Condense the paragraph in the kernel patch excerpt that begins "The softirq code can be interrupted" into a short bulleted list that keeps its main facts.

Page excerpt:

----

From: Rik van Riel <riel@redhat.com>

Drop local_irq_save/restore from irqtime_account_irq.
Instead, have softirq and hardirq track their time spent
independently, with the softirq code subtracting hardirq
time that happened during the duration of the softirq run.

The softirq code can be interrupted by hardirq code at
any point in time, but it can check whether it got a
consistent snapshot of the timekeeping variables it wants,
and loop around in the unlikely case that it did not.

Signed-off-by: Rik van Riel <riel@redhat.com>
---
 kernel/sched/cputime.c | 54 ++++++++++++++++++++++++++++++++++++++++----------
 1 file changed, 43 insertions(+), 11 deletions(-)

diff --git a/kernel/sched/cputime.c b/kernel/sched/cputime.c
index e009077aeab6..466aff107f73 100644
--- a/kernel/sched/cputime.c
+++ b/kernel/sched/cputime.c
@@ -26,7 +26,9 @@
 DEFINE_PER_CPU(u64, cpu_hardirq_time);
 DEFINE_PER_CPU(u64, cpu_softirq_time);
 
-static DEFINE_PER_CPU(u64, irq_start_time);
+static DEFINE_PER_CPU(u64, hardirq_start_time);
+static DEFINE_PER_CPU(u64, softirq_start_time);
+static DEFINE_PER_CPU(u64, prev_hardirq_time);
 static int sched_clock_irqtime;
 
 void enable_sched_clock_irqtime(void)
@@ -53,36 +55,66 @@ DEFINE_PER_CPU(seqcount_t, irq_time_seq);
  * softirq -> hardirq, hardirq -> softirq
  *
  * When exiting hardirq or softirq time, account the elapsed time.
+ *
+ * When exiting softirq time, subtract the amount of hardirq time that
+ * interrupted this softirq run, to avoid double accounting of that time.

----

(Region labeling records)
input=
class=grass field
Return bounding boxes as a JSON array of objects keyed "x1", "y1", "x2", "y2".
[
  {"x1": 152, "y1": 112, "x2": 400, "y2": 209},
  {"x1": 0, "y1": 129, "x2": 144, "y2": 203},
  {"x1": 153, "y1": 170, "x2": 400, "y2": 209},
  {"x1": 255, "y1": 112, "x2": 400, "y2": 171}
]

----

Response to the task:
- Hardirq code can interrupt softirq code at any point in time.
- The softirq code can check whether it got a consistent snapshot of the timekeeping variables it wants.
- In the unlikely case that it did not, it loops around.